> [The data]:
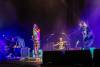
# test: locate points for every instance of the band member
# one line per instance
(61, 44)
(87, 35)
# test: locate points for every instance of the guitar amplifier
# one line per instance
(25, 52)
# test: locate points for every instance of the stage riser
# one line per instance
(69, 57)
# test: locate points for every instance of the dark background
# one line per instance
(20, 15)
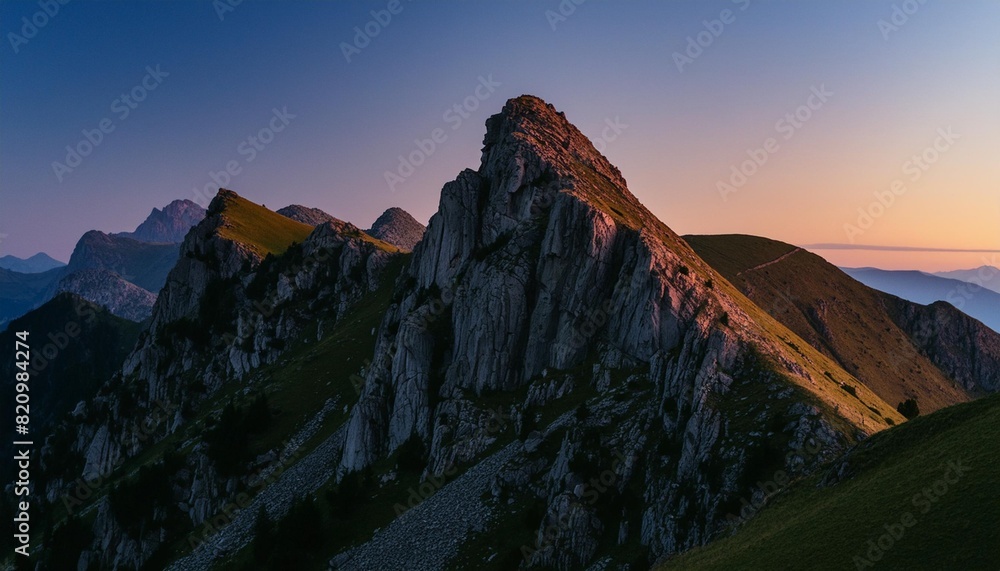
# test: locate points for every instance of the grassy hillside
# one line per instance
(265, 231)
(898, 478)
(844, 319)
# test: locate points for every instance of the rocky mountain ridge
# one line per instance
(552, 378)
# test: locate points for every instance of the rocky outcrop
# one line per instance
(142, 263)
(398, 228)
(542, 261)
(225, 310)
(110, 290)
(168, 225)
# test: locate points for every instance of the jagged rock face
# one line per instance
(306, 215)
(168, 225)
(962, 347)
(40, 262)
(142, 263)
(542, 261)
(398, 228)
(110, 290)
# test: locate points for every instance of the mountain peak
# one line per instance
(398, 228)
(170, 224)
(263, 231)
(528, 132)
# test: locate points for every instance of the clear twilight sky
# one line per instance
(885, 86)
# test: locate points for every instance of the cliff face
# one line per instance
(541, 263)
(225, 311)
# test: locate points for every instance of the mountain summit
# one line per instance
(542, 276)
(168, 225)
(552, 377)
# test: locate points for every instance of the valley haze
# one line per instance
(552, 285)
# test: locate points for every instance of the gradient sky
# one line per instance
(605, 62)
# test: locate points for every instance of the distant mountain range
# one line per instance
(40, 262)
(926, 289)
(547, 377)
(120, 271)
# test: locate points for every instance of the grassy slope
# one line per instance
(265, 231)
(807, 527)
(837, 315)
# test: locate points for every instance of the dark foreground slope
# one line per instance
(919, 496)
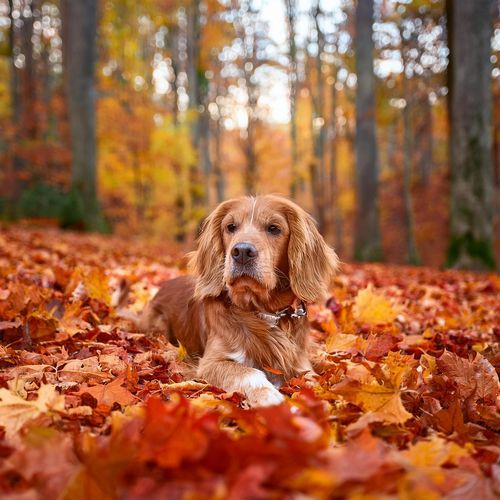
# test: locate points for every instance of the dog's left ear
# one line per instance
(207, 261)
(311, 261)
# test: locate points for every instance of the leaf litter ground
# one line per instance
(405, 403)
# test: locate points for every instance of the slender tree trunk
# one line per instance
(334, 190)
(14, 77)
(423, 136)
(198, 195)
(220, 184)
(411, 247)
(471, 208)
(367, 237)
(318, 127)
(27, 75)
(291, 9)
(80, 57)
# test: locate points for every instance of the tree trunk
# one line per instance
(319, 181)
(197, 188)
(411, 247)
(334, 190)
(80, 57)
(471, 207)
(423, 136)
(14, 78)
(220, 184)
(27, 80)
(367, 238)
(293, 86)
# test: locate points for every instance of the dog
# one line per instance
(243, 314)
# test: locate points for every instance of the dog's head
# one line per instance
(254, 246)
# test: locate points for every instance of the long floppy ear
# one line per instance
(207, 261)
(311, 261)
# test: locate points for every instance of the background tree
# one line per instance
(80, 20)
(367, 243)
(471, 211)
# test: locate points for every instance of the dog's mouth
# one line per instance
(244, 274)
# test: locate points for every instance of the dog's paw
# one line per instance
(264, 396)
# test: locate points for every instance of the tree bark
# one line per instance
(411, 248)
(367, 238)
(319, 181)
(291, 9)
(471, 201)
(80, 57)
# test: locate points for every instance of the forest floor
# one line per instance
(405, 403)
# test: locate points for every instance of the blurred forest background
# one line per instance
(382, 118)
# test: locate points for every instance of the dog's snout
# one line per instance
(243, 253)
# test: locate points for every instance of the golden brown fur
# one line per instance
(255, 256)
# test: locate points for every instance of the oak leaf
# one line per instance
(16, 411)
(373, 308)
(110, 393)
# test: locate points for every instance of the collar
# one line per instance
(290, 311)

> [Your objective]: Please begin at the line that has "# test: locate points for every instance of the slender" and go through the end of the records, giving those lines again with "oak leaf" swapped for "fallen leaf" and nothing else changed.

> [Completed exercise]:
# test: locate points for every instance of the slender tree trunk
# one line per instance
(334, 190)
(14, 77)
(423, 136)
(198, 195)
(220, 184)
(411, 247)
(471, 208)
(367, 237)
(318, 127)
(27, 75)
(291, 9)
(80, 57)
# test: locate points for every instance of the tree trunk
# one line per instance
(319, 181)
(197, 188)
(411, 247)
(334, 190)
(80, 57)
(471, 207)
(423, 136)
(14, 78)
(220, 184)
(27, 80)
(367, 238)
(293, 86)
# test: locate points for every instance of the dog
# one line per instance
(243, 314)
# test: locate points for every instance of the dog's head
# one line per instance
(254, 246)
# test: locate points for every instance of the long floppy ear
# one line per instance
(207, 261)
(311, 261)
# test: locate points for every instance of the background tree
# one line per instance
(80, 20)
(367, 243)
(471, 211)
# test: locate points for every instance of the dog's mouth
# one line per instance
(244, 274)
# test: locate points for every instance of the dog's paw
# one line per instance
(264, 396)
# test: locate points for every instance of the tree bark
# one line per instance
(411, 248)
(367, 238)
(319, 181)
(291, 9)
(471, 201)
(80, 57)
# test: locate points for every instance of the forest floor
# one line per instance
(405, 403)
# test: locate points for every instance of the blurred forest background
# one line per instance
(382, 118)
# test: locate points for every instance of the dog's snout
# one line per instance
(243, 253)
# test: locate points for every instance of the golden brown fur
# one line per instance
(255, 256)
# test: locate points for every instance of the fallen leaf
# one line per instance
(16, 411)
(373, 308)
(110, 393)
# test: locate points for every instance of the collar
# one line per instance
(290, 311)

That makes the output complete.